著者:池田 義博 …
著者の池田さんは、40歳半ばからこの記憶術を開始し、自分なりの手法を確立されたそうです。参考になる点が多々あります。いろいろと気づかされました。(Inobe.Shion) |
内容紹介
40代半ばからたった1年で記憶力日本チャンピオンになった、 「メモを書いても思い出せない」 メモは上手く使うことで脳のあらゆる力を上げることができるのです。 第1章 忘れないメモ術 内容(「BOOK」データベースより) メモで創造力、実行力UP。脳の力を圧倒的に上げる秘訣。 |
何より驚くのは、筆者自身が記憶術を始めたのが40代半ばからということです。そして、筆者曰く、「記憶術」という脳の記憶の仕組みを利用した方法を用いて覚えているだけとのこと。さてどんな方法かというと、タイトルにもあるメモのフル活用ということになってきます。
しかも大事なのは、「手書き」ということです。これは大学での実験でも実証されているとのことです。(こちらにもその記事がありました。)
手書き用メモのノートも2種用意されていて、方眼は「論理思考」のときに、無地は「水平思考」のときと使い分けられているようです。「水平思考」とは発想を広げていくときの試行とのこと。覚えるときはマス目のあるメモが良いようです。
さらにメモの価値を十分に活かす方法が書かれています。
メモを価値のあるものにするためにはなるべく早く見直すことが重要です。(p.23) |
メモは遅くとも次の日には見直すようにするべきです。一度見直しておくと復讐の効果が得られます。(p.26) |
記憶には最終的な消費期限があるということです。その期間はおよそ1か月です。(p.27) |
私は基本の色に青、そしてポイントとなる部分に赤の2色のみを使っています。ノートのメインの色に黒色ではなく青色を使う理由は主に精神的な面から来ています。青という色は、心理学的に心を落ち着かせてくれて集中力を高めてくれる色なのです。(p.36) |
人に教えることが学習の高価として最適なのは、そのなかに記憶を強化する仕組みが自然に組み込まれているからです。まずは「情報の整理」です。人に分かりやすく教えるためには、自分のなかで系統立てて、整理しておく必要があります。そのレベルになっていないと理解力が違う相手に内容を伝えるのは難しいのです。(p.40) |
脳は文字で書かれた知識の情報の記憶「意味記憶」よりも、自分が体験、経験した記憶「エピソード記憶」の方が断然強く記憶に残るのです。(p.42) |
教えるということは、まさに「エピソード記憶」への焼き付けになりますもんね。

^^^^

練習課題>
[a] メモ術の紹介文で、筆者がノートのメインの色に黒ではなく青を使う理由を、本文に沿って一〜三文で説明してください。
[b] メモ術の紹介文で、引用文の後に示されているページ番号をすべて挙げてください。
[c] メモ術の紹介文を、最後の一文の後から書き継いでください。

^^^^

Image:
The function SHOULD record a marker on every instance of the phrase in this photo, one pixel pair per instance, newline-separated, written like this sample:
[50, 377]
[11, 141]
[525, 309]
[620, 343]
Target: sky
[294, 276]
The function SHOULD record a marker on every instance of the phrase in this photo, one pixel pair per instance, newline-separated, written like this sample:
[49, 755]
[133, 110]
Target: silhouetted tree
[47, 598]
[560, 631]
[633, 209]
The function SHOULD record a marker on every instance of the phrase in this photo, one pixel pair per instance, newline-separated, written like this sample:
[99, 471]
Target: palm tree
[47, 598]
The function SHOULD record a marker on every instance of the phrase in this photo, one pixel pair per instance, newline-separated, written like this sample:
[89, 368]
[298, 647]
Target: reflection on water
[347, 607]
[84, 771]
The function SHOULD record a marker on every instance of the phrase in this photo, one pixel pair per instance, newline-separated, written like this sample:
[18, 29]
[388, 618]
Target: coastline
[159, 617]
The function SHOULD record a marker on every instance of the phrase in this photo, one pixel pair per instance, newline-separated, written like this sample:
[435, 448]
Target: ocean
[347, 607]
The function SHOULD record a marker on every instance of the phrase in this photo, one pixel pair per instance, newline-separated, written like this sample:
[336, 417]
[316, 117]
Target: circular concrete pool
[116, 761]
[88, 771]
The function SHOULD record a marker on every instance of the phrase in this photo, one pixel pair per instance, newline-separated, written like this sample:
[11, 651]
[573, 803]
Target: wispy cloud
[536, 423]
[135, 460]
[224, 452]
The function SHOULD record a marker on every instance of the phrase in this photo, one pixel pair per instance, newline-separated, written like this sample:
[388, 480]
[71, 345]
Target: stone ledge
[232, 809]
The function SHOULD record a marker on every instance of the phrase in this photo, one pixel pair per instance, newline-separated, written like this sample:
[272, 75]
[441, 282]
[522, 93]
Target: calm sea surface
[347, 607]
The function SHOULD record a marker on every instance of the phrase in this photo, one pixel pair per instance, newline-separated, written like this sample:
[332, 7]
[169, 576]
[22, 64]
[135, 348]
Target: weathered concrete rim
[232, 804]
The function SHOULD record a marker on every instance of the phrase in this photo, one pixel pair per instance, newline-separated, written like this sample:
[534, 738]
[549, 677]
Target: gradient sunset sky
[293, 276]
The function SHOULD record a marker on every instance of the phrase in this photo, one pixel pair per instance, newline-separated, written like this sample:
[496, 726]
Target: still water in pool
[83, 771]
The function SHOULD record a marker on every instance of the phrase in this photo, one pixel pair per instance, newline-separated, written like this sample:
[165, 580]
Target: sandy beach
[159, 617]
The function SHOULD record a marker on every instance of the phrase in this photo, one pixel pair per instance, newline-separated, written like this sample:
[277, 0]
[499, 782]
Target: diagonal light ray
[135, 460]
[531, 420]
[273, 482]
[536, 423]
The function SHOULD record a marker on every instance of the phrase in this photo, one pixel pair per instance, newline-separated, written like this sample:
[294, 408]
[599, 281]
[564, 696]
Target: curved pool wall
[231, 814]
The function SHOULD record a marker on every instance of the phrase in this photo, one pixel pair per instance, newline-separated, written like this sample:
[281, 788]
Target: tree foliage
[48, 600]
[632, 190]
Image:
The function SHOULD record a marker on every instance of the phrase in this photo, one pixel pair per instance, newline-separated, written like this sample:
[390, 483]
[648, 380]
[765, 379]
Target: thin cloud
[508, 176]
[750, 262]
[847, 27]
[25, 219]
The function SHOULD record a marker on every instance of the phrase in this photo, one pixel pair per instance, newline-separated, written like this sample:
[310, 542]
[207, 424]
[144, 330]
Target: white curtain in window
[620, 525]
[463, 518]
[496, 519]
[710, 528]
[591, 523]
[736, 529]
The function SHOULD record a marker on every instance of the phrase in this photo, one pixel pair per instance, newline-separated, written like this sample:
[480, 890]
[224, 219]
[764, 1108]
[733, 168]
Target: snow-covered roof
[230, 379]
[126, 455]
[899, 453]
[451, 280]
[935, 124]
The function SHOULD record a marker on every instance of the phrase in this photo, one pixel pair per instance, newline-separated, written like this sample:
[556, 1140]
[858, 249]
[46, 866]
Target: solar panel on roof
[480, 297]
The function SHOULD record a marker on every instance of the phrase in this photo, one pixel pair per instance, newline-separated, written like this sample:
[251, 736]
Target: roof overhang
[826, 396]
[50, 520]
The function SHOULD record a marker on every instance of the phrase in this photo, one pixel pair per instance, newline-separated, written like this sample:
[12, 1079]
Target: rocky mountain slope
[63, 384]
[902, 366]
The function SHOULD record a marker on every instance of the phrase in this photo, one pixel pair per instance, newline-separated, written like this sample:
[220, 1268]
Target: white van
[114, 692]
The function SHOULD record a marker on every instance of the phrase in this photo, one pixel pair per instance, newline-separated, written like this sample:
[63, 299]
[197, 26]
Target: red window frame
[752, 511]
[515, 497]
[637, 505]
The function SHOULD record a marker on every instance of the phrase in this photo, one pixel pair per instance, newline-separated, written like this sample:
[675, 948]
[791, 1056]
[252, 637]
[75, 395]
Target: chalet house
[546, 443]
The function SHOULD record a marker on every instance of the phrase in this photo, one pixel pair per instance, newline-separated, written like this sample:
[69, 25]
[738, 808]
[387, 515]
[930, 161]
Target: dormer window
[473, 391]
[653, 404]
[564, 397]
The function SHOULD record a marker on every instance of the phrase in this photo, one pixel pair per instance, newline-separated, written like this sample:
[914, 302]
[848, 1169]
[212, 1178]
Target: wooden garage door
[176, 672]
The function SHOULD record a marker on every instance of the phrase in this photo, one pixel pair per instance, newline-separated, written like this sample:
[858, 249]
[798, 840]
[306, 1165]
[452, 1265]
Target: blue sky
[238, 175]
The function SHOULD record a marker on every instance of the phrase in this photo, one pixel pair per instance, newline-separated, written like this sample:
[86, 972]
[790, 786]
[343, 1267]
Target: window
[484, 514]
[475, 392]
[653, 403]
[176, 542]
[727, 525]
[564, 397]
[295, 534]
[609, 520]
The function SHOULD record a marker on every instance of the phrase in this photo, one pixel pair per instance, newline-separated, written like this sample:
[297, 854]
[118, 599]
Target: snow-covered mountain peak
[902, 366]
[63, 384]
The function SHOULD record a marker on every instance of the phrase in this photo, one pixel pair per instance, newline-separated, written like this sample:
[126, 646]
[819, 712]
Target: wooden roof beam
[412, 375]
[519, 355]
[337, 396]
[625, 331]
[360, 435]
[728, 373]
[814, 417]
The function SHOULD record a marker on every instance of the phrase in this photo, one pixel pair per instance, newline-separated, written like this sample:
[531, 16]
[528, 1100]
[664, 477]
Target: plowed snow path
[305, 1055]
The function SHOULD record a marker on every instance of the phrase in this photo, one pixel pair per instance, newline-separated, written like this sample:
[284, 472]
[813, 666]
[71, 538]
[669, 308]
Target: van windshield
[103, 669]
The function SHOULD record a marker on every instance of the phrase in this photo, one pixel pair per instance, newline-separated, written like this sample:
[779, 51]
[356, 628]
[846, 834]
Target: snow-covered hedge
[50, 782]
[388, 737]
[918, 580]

^^^^

課題ごとの解答>
[a] 理由は主に精神的な面にあります。青は心理学的に心を落ち着かせ、集中力を高めてくれる色だからです。

[b] p.23、p.26、p.27、p.36、p.40、p.42

[c]
また次のようなことも書かれています。これは皆さんも経験があるかもしれませんが、教科書を眺めていて覚えたつもりになっていると。それは気づかないうちにテキストやノートの流れやそのページのなかの位置関係といったそこ限定の形式で覚えていた可能背があるというのです。それゆえ、テスト本番ではその順に出題されないため思い出すことができないのだと。この経験は思い当たるところがある人は結構多いかもしれません。私も当然その一人です。これを防ぎ確実に記憶を定着される方法があるんだというのです。
確実に記憶を定着される方法が存在します。記憶学習においては最強と呼んでいいかもしれません。その方法を学習心理学では「想起練習」と呼びます。(p.45) |
それはどんなものかといえば、非常にシンプルです。単語カードに覚えるべきことを書いて、順不同にしてそれを想起するというのです。結局、原点に返るというような感じでしょうか。この要素を組み入れてフラッシュカードのようにした「ANKI」というアプリがあって、これは手ではできない見直しのスケジューリングなどもできて、手書き以上の良さもあるをして筆者も利用を推薦しています。
さらに顔と名前を覚える方法が書かれています。面白い話が書かれていて、ベイカーさんについてです。名前のベイカーさんは忘れられても、パン屋という意味でのベイカーだとパン屋ということは忘れないということなのです。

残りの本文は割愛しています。